The task:
From the data below, copy out unchanged every line between the line containing "pinpoint the speedometer." and the line containing "760 468 815 609", including both of those lines.

* START Material supplied *

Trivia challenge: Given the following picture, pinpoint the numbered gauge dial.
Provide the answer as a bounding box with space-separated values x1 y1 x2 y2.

* END Material supplied *
* START Material supplied *

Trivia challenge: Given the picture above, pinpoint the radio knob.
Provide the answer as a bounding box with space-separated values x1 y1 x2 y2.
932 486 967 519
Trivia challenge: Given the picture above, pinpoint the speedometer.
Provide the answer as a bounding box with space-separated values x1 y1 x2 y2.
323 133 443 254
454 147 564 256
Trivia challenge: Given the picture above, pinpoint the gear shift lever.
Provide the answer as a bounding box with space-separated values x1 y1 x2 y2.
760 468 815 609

* END Material supplied *

Answer below:
Trivia challenge: Given the picture above, pinpoint the speedometer.
Provide the answer as a bounding box with space-separated values x1 y1 x2 y2.
323 133 443 254
454 147 564 256
Trivia challenge: Given the picture above, pinpoint the gear shift lever.
Provide the answer as a bounding box with space-separated values x1 y1 x2 y2.
760 468 815 609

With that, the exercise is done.